====== Trecho da página
Não terá sido uma sutil ironia? Punição pior que a morte é ser mulher (por conseguinte, ser um "fraco"). Ok. Mas não do ponto de vista dele, Almodóvar, mas, sim dos misóginos de plantão (não só homens mas mulheres também). Vale lembrar que, antes da "transformação", o personagem (não me recordo o nome dele) era o típico cafajeste latinoamericano. Mas só conseguiu se livrar dos seus algozes usando, digamos, "ardis femininos" (ao seduzir o personagem de Bandeiras e matá-lo a traição, ao invés de partir para o confronto direto como faria um autêntico "machão". Quiçá Almodóvar tenha na verdade tido a intenção de mostrar que a força bruta masculina (parafraseando Camões, a fraca força humana masculina),no fim, é vã. Se a maior punição é ser mulher, a maior ironia é ser homem. Ou, quiçá, eu estou fazendo o papel de advogado do Diabo. Um abraço.
Alexandre Garcia
Oi, Alê.
Oba, que legal que você escreveu.
Chato coisa nenhuma. Bem divertido discutir arte com você, isso sim...
Bem, como você viu, eu escrevi o post apenas com base em hipóteses, até porque Almodóvar não nos fornece tantos elementos assim a ponto de sua (possível) misoginia virar uma tese. A prisão de um homem no corpo de uma mulher é a melhor, mas talvez seja também a única...
============
====== Dados disponíveis
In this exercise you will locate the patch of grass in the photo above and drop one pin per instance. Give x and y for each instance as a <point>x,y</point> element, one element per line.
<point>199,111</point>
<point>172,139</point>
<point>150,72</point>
============
_O que fazer_
a - Reescreva de forma mais curta o parágrafo do trecho que começa com "Não terá sido uma sutil ironia?", mantendo as ideias principais.
b - Cite do trecho, sem mudar nada, a parte entre "Não terá sido" e "Diabo. Um abraço.", incluindo essas duas pontas.

_As respostas_
a - Talvez tenha sido uma ironia sutil: a punição pior que a morte seria ser mulher, ou seja, ser "fraco". Isso, porém, do ponto de vista dos misóginos de plantão, homens e mulheres, e não do de Almodóvar. Antes da "transformação", o personagem era o típico cafajeste latino-americano. Mesmo assim, só se livrou de seus algozes com "ardis femininos": seduziu o personagem de Bandeiras e o matou à traição, em vez de enfrentá-lo como faria um autêntico "machão". Quem sabe Almodóvar quis mostrar que a força bruta masculina, no fim, é vã. Se a maior punição é ser mulher, a maior ironia é ser homem. Ou talvez eu esteja só bancando o advogado do Diabo.

b -
Não terá sido uma sutil ironia? Punição pior que a morte é ser mulher (por conseguinte, ser um "fraco"). Ok. Mas não do ponto de vista dele, Almodóvar, mas, sim dos misóginos de plantão (não só homens mas mulheres também). Vale lembrar que, antes da "transformação", o personagem (não me recordo o nome dele) era o típico cafajeste latinoamericano. Mas só conseguiu se livrar dos seus algozes usando, digamos, "ardis femininos" (ao seduzir o personagem de Bandeiras e matá-lo a traição, ao invés de partir para o confronto direto como faria um autêntico "machão". Quiçá Almodóvar tenha na verdade tido a intenção de mostrar que a força bruta masculina (parafraseando Camões, a fraca força humana masculina),no fim, é vã. Se a maior punição é ser mulher, a maior ironia é ser homem. Ou, quiçá, eu estou fazendo o papel de advogado do Diabo. Um abraço.